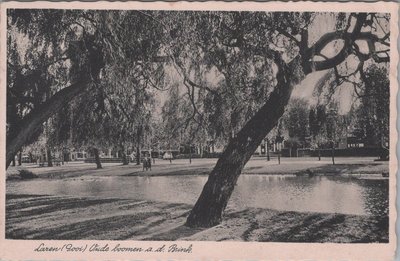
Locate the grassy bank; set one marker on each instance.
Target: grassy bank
(61, 217)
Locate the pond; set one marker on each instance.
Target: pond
(325, 194)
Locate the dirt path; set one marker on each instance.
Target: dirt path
(56, 217)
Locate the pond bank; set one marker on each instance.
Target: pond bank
(66, 217)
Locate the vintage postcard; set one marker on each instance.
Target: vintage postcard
(198, 131)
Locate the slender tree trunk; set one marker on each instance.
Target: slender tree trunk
(138, 136)
(190, 154)
(20, 158)
(33, 121)
(49, 159)
(125, 160)
(213, 199)
(62, 156)
(319, 153)
(97, 158)
(30, 157)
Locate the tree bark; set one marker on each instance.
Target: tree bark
(125, 160)
(49, 159)
(33, 121)
(213, 199)
(97, 158)
(190, 154)
(20, 158)
(138, 136)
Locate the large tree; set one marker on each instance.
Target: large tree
(254, 58)
(295, 51)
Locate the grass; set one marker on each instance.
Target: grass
(43, 217)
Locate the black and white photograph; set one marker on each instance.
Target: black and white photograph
(198, 125)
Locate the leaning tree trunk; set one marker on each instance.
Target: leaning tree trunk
(125, 160)
(33, 121)
(20, 158)
(97, 158)
(138, 136)
(213, 199)
(49, 157)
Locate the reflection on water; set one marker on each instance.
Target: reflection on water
(318, 194)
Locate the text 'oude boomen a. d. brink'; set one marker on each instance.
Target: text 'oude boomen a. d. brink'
(117, 248)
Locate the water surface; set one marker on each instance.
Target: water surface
(282, 192)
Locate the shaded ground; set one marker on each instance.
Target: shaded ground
(69, 217)
(55, 217)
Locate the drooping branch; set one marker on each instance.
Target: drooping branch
(40, 114)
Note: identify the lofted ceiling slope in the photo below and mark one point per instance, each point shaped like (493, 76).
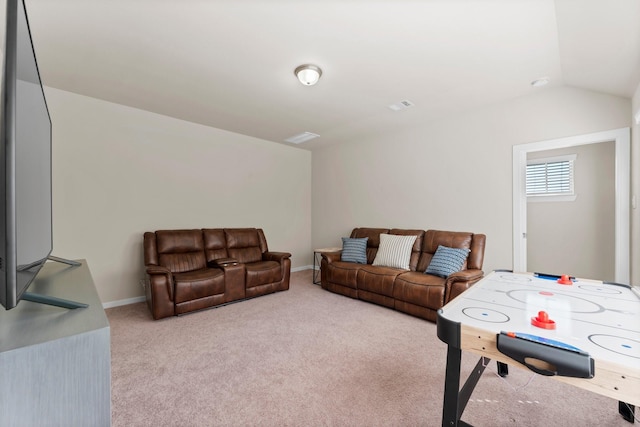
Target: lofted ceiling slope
(229, 63)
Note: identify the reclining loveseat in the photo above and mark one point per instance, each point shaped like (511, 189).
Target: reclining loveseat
(419, 287)
(190, 270)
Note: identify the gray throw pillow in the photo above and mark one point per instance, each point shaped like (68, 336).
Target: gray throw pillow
(447, 261)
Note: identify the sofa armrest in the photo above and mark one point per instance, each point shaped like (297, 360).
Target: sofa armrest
(460, 281)
(276, 256)
(159, 276)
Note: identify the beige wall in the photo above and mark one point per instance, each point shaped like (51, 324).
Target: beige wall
(452, 174)
(577, 237)
(635, 191)
(119, 171)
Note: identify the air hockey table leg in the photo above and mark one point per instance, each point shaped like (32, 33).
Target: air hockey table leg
(503, 369)
(456, 399)
(627, 411)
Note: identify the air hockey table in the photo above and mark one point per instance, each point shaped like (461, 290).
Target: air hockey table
(582, 332)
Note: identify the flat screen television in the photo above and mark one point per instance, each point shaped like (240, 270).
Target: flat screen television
(26, 237)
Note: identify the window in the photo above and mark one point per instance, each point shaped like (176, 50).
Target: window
(551, 179)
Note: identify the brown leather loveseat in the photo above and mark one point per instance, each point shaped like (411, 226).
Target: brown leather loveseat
(408, 290)
(191, 270)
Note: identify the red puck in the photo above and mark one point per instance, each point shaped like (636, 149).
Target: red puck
(543, 321)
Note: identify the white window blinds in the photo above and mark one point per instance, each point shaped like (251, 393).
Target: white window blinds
(550, 177)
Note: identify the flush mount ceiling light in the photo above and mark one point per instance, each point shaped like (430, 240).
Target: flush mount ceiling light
(302, 137)
(308, 74)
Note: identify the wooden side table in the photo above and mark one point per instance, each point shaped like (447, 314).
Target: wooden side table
(317, 255)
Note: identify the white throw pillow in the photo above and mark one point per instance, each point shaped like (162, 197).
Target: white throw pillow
(394, 251)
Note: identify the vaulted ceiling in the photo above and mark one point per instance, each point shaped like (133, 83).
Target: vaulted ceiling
(229, 63)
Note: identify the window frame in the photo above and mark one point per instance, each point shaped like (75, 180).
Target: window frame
(568, 196)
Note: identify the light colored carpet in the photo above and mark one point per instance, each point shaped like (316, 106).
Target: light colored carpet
(307, 357)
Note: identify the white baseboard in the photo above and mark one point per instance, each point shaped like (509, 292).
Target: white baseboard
(123, 302)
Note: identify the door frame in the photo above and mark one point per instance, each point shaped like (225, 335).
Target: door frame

--------------------------------------------------

Quote the preceding listing precisely and completely, omitting its images.

Locate the grassy bank; set one marker on each instance.
Target: grassy bank
(61, 217)
Locate the pond; set one marker on each instance.
Target: pond
(325, 194)
Locate the dirt path; set one marker on each instance.
Target: dirt path
(56, 217)
Locate the pond bank; set one marker on each instance.
Target: pond bank
(66, 217)
Locate the vintage postcard; set one marker on each instance.
Target: vintage postcard
(198, 131)
Locate the slender tree trunk; set one marker on each instance.
Target: slender tree trunk
(138, 136)
(190, 154)
(20, 158)
(33, 121)
(49, 159)
(125, 160)
(213, 199)
(62, 156)
(319, 153)
(97, 158)
(30, 157)
Locate the tree bark; set one marker on each instance.
Target: tree bark
(125, 160)
(49, 159)
(33, 121)
(213, 199)
(97, 158)
(190, 154)
(20, 158)
(138, 136)
Locate the large tree; set one marker on each instance.
Target: large tree
(254, 58)
(295, 51)
Locate the grass; set one marker on each instance.
Target: grass
(43, 217)
Locate the black and white photograph; set one marker on each instance.
Target: black and white photograph
(198, 125)
Locate the leaning tree trunk; set one marker on each instance.
Target: leaning tree trunk
(125, 160)
(33, 121)
(20, 158)
(97, 158)
(138, 136)
(213, 199)
(49, 157)
Locate the reflection on water; set one marker on each instance.
Target: reflection on water
(318, 194)
Locate the text 'oude boomen a. d. brink'; set one marker on each instance.
Target: text 'oude boomen a. d. brink'
(117, 248)
Locate the water surface; set one marker on each instance.
Target: water surface
(282, 192)
Locate the shaded ground; set one marker on each instance.
Target: shaded ground
(69, 217)
(55, 217)
Locate the drooping branch; set one marker on each instance.
Target: drooping branch
(40, 114)
Note: identify the lofted ceiling slope in the photo below and mark one point per instance, each point shaped like (493, 76).
Target: lofted ceiling slope
(229, 63)
Note: identify the reclining loveseat in the photo above and mark one point per instance, each point shaped like (511, 189).
Target: reclining loveseat
(419, 287)
(190, 270)
Note: identify the gray throw pillow in the photo above and mark one point per instance, each point shaped like (68, 336).
Target: gray throw pillow
(447, 261)
Note: identify the sofa armrest in the photo above and mark one point per instance, each point shaped like (297, 360).
Target: sofa armrest
(460, 281)
(276, 256)
(159, 276)
Note: identify the beige wall in the photo above and mark one point per instance, each point shaped like (51, 324).
Target: beige wall
(452, 174)
(577, 237)
(635, 191)
(119, 171)
Note: identify the air hockey table leg in the photo above and mark one point per instance, each point shaped like (32, 33).
Target: air hockey table leg
(503, 369)
(456, 399)
(627, 411)
Note: identify the air hockey table in the photo above and mark one point per instance, each point shaped like (461, 290).
Target: air hockey table
(582, 332)
Note: identify the flat screen television in the photo above and mark one point per instance, each point shaped like (240, 270).
Target: flat screen television
(26, 237)
Note: identify the window in the photo above and mark one point per instance, each point shaped like (176, 50).
Target: window
(551, 179)
Note: identify the brown leather loveseat in the photo above and mark one point per instance, each point shaped like (411, 226).
Target: brown leather loveseat
(408, 290)
(191, 270)
Note: identify the red puck in the photo above and mark one point per instance, each point shaped like (636, 149).
Target: red puck
(543, 321)
Note: identify the white window blinds in the photo above and mark one point per instance, each point shaped like (251, 393).
Target: white window blinds
(550, 177)
Note: identify the flush mount ceiling light in the photo above and mark one point per instance, each point shaped like (430, 240).
Target: flush mount ceiling light
(302, 137)
(308, 74)
Note: identify the wooden side table in the photo above and mark one point per instance, each point shaped like (447, 314).
Target: wooden side table
(317, 255)
Note: identify the white throw pillow in the photo above and mark one point per instance, each point shaped like (162, 197).
Target: white throw pillow
(394, 251)
Note: identify the vaulted ceiling in the photo above and mark one point per instance, each point shaped like (133, 83).
Target: vaulted ceiling
(229, 63)
Note: identify the window frame in the photo above and mark one point per instance, each point shaped like (75, 180).
Target: window frame
(568, 196)
Note: identify the light colored carpet in the photo above and mark one point per instance, each point shaped like (316, 106).
Target: light colored carpet
(307, 357)
Note: identify the white baseboard in the photo above and mark one point per instance, each point shaped like (509, 292).
Target: white baseboard
(123, 302)
Note: identify the door frame in the photo above and mark one point per instance, each point shaped like (225, 335).
Target: door frame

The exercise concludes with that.